Identify every line below that contains the string "clicks", treating uppercase and lowercase as different.

----

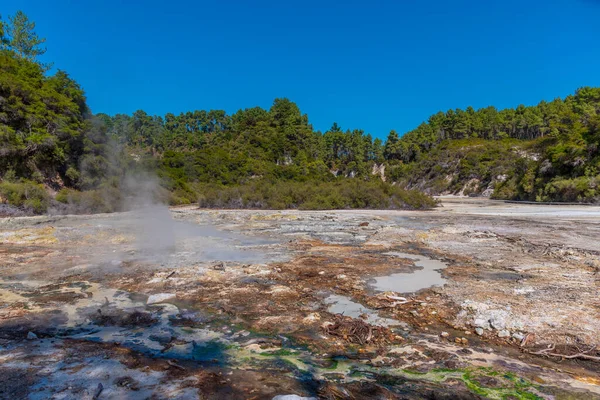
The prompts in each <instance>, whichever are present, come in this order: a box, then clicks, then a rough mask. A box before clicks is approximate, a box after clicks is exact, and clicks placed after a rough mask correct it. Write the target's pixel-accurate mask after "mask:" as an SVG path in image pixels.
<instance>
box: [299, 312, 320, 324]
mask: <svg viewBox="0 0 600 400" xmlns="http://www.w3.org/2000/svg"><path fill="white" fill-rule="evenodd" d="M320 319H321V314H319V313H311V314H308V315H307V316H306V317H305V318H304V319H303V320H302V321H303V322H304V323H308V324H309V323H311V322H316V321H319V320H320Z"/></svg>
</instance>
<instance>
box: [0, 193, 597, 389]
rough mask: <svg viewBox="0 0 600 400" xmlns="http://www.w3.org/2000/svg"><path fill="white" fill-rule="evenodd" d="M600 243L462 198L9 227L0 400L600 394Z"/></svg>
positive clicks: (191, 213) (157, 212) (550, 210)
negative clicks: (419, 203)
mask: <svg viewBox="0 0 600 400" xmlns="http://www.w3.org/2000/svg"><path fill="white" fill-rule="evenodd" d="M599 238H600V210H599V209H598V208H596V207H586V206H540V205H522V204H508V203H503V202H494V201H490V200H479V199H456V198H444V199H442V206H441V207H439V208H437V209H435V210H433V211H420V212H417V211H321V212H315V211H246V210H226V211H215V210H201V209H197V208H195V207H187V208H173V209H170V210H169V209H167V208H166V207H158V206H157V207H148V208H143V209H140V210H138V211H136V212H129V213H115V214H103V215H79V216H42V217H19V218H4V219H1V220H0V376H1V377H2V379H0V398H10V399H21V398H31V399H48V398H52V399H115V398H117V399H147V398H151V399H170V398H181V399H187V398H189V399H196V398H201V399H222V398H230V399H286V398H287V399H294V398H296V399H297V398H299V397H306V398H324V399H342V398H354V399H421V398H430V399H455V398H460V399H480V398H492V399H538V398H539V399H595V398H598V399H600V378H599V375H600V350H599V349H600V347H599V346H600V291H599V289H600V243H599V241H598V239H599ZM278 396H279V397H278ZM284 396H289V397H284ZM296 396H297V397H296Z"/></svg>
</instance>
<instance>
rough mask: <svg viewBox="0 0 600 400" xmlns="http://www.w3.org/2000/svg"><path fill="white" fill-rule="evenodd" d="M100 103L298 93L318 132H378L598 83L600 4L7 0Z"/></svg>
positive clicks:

----

Result for this exercise:
The prompts in each <instance>, whichever are present, come in this order: a box, then clicks, then a rough mask. A box before clicks is approximate, a box after clicks is exact, and clicks placed after a rough mask correct it. Write the target's pixel-accurate mask after "mask:" as an SVG path in image pixels.
positive clicks: (191, 213) (157, 212) (550, 210)
negative clicks: (419, 203)
positive clicks:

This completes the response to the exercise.